Segment Start: Provided text
Comparison of microsphere deposition in porous media versus simple shear systems

Experiments were conducted to compare deposition fluxes of 1.1 and 5.7 μm carboxylate-modified polystyrene latex microspheres in packed porous media and simple shear systems. A range of flow conditions were examined in the packed columns (2, 4, and 8 m day−1 average pore water velocities), and impinging jet cells (0.01, 0.03, and 0.05 ml min−1 jet discharge rates), and were scaled to yield equivalent near-surface velocities in the two systems. Two ionic strengths (0.006 and 0.02 M NaCl) were examined under electrostatically unfavorable attachment conditions, whereas electrostatically favorable conditions were examined at a single ionic strength (0.02 M). Deposition fluxes onto quartz and glass substrata were examined. Initial attachment fluxes were sometimes higher, sometimes lower, in the porous media relative to the simple shear systems under equivalent conditions. Deposition efficiencies (deposition flux normalized to deposition flux under favorable conditions) were consistently higher in the porous media relative to the impinging jet when the angular substrate (quartz) was examined, whereas deposition efficiency was lower in the glass bead porous media relative to the glass substratum in the impinging jet under the one condition examined. These results corroborate the hypothesis that deposition in quartz media is enhanced by the presence of rear stagnation points, whereas this phenomenon was not manifested in the smooth spherical porous media. Hydrodynamic drag was implicated as an important governor of the initial attachment flux on the basis of lack of deposition of 5.7 μm microspheres despite theoretical predictions, as well as an observed lack of increase in 1.1 μm microsphere attachment flux with increased flow rate under favorable conditions, and an observed decrease in 1.1 μm microsphere attachment flux with increased flow rate under unfavorable conditions. Experiments run with a mixture of the 1.1 and 5.7 mm microspheres indicated association of the different sized microspheres on the surface. Results from the packed porous media suggested indirect association (via the hydrodynamic field) at the grain surface, whereas observations in the impinging jet indicated direct association of the 1.1 and 5.7 mm microspheres.
Segment End: Provided text
Segment Start: Source material
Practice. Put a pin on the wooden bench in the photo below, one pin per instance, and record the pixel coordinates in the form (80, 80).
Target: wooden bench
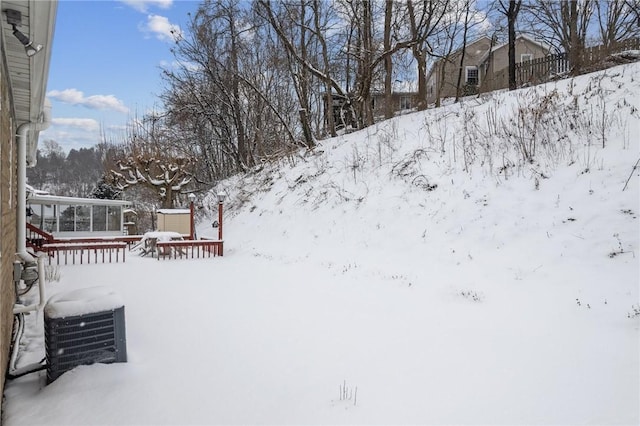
(188, 249)
(109, 251)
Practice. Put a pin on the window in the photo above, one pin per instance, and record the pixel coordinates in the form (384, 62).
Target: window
(405, 102)
(472, 77)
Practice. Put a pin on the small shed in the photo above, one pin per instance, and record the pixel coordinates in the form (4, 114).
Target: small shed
(175, 220)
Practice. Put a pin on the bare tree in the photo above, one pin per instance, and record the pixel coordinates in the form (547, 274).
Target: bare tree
(150, 159)
(424, 19)
(510, 9)
(616, 21)
(563, 23)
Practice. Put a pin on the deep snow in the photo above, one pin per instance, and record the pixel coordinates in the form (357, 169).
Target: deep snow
(416, 272)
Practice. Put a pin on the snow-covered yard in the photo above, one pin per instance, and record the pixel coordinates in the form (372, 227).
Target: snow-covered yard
(417, 272)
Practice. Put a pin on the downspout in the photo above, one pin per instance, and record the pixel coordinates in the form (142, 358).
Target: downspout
(25, 130)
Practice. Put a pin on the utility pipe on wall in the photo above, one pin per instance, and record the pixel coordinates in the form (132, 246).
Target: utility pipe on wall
(26, 130)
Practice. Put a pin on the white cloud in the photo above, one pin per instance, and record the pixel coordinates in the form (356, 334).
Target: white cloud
(76, 97)
(161, 28)
(87, 124)
(144, 5)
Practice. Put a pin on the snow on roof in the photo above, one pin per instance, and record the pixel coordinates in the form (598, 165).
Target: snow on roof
(55, 199)
(174, 211)
(82, 301)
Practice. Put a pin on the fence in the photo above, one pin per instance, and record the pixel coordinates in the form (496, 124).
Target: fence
(544, 69)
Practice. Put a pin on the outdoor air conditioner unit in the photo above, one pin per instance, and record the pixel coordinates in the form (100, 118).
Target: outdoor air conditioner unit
(97, 336)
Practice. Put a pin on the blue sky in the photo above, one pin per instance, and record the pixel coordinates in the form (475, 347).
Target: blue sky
(106, 65)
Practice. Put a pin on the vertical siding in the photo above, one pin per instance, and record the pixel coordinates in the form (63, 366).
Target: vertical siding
(7, 219)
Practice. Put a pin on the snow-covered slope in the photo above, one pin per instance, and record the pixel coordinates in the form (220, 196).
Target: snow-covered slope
(475, 264)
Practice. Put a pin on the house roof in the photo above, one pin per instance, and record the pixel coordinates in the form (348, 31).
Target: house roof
(28, 74)
(540, 43)
(73, 201)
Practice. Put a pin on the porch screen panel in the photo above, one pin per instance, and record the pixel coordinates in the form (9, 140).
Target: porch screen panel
(67, 218)
(83, 218)
(115, 219)
(99, 218)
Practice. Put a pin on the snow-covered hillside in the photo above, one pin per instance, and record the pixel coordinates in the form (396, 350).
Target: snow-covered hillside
(474, 264)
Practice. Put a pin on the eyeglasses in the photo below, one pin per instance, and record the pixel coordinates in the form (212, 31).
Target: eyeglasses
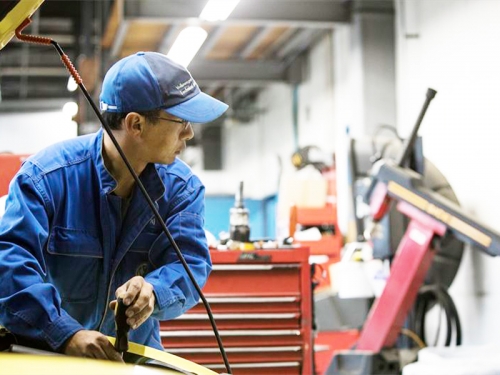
(184, 123)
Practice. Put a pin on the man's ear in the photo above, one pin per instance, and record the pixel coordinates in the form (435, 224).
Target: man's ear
(134, 123)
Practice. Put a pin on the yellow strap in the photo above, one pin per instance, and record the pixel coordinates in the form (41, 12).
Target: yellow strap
(162, 356)
(8, 25)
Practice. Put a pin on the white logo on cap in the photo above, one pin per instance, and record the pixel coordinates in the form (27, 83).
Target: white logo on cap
(187, 86)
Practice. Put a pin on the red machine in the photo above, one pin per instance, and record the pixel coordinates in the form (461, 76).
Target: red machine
(431, 218)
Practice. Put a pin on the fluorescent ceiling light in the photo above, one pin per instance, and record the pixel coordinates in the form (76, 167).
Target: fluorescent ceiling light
(187, 45)
(72, 85)
(218, 10)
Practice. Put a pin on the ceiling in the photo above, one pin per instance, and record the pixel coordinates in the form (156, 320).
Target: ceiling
(261, 42)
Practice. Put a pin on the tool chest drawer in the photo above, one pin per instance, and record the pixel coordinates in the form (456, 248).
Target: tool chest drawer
(261, 302)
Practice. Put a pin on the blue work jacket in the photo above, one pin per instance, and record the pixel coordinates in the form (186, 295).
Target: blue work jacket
(65, 249)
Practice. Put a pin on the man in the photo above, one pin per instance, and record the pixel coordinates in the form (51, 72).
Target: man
(77, 233)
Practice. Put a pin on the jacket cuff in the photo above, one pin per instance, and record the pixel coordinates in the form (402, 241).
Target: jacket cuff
(165, 300)
(60, 330)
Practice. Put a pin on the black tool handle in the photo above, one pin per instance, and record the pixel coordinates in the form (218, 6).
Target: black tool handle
(122, 327)
(409, 142)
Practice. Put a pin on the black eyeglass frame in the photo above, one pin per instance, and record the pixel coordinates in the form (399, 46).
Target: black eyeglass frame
(185, 123)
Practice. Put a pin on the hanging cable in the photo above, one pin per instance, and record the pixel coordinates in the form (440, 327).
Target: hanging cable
(428, 296)
(74, 73)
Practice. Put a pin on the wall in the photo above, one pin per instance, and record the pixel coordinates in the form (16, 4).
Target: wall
(449, 45)
(30, 132)
(259, 153)
(452, 46)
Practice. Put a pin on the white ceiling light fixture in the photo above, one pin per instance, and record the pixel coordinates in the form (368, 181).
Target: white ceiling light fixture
(72, 85)
(187, 44)
(70, 109)
(218, 10)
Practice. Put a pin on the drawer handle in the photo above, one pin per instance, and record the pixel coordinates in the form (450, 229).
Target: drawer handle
(242, 332)
(254, 257)
(254, 365)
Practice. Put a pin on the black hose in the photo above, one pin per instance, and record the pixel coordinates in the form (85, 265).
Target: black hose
(428, 296)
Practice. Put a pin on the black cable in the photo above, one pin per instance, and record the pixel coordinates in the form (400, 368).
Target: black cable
Segment End: Source material
Exercise directions
In the text on microsphere deposition, at what ionic strength were electrostatically favorable conditions examined?

Task solution
A single ionic strength of 0.02 M NaCl.